**Document section**
============
Search code examples
sqldatabaseclickhouse

Calculate the size occupied by a filtered table not directly present in system.parts in ClickHouse


I have a table called Master_table in Clickhouse, I am bale to calculate the size occupied by this table since it is present in system.parts.

However, I need to calculate the size occupied by only certain rows in this table, which I would filter by some unique IDs.

I am able to check the size occupied by the Mater_table table using the below query:

SELECT
    database,
    table,
    formatReadableSize(sum(data_compressed_bytes) AS size) AS compressed,
    formatReadableSize(sum(data_uncompressed_bytes) AS usize) AS uncompressed   
FROM system.parts
WHERE (active = 1) AND (table = 'Master_table')
GROUP BY
    database,
    table
ORDER BY size DESC;

Solution

  • Data in ClickHouse is stored in column files, so looking at the space of a subset of rows is not going to be an exact science. However, you could estimate it by assuming that storage of each column is the same. With that assumption, you could just figure out the rows you're interested in is as a percentage of the overall dataset.

    I tried it out with a table named flights and looked at flights from American Airlines (the airline column was equal to "AA"):

    WITH
        (
            SELECT countIf(airline='AA')/count() FROM flights
        ) AS fraction
    SELECT
        database,
        `table`,
        formatReadableSize(sum(data_compressed_bytes) AS size) AS compressed,
        formatReadableSize(sum(data_uncompressed_bytes) AS usize) AS uncompressed,
        fraction,
        formatReadableSize(size * fraction) AS subset_usage
    FROM system.parts
    WHERE (active = 1) AND (`table` = 'flights')
    GROUP BY
        database,
        `table`
    ORDER BY size DESC
    

    Here's the response:

    ┌─database─┬─table───┬─compressed─┬─uncompressed─┬────────────fraction─┬─subset_usage─┐
    │ default  │ flights │ 105.09 MiB │ 173.29 MiB   │ 0.13900430815375672 │ 14.61 MiB    │
    └──────────┴─────────┴────────────┴──────────────┴─────────────────────┴──────────────┘
============
**Data for the task**
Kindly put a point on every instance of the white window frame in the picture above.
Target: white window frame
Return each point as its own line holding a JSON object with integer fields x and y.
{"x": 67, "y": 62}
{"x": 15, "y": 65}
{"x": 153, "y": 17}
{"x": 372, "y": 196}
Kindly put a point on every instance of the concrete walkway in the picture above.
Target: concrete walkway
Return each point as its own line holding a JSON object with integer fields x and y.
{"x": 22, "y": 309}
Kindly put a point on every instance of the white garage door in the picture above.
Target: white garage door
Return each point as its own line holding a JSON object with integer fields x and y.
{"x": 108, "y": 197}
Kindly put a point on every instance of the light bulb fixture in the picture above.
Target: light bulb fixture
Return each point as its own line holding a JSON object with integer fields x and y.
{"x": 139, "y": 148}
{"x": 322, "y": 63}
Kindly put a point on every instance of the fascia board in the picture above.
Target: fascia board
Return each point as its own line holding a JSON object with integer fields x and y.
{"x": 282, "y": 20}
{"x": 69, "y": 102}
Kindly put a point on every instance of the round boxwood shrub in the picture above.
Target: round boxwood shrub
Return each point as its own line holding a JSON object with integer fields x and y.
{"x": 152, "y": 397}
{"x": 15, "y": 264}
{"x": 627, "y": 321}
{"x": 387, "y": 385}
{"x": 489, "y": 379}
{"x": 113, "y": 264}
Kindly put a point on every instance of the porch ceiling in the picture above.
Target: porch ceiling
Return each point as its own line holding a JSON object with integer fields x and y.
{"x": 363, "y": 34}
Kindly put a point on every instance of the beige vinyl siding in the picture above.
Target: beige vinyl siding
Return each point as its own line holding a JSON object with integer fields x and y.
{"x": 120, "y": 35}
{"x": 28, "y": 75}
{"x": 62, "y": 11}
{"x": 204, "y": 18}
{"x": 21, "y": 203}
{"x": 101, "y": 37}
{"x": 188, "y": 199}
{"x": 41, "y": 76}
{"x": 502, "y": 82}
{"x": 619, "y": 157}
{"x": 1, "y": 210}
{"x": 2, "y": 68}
============
**The tasks**
**a)** According to the ClickHouse thread, why can the space used by a filtered subset of rows only be estimated, and how does the solution make that estimate?
**b)** List every line of the records that contains the word "walkway", treating uppercase and lowercase as different.

**Results**
**a)** The space can only be estimated because ClickHouse stores data in column files, so measuring the space of a subset of rows is not exact. The solution assumes that every column is stored the same way. It then computes the rows of interest as a fraction of the whole dataset and multiplies the table's size by that fraction.

**b)**
Kindly put a point on every instance of the concrete walkway in the picture above.
Target: concrete walkway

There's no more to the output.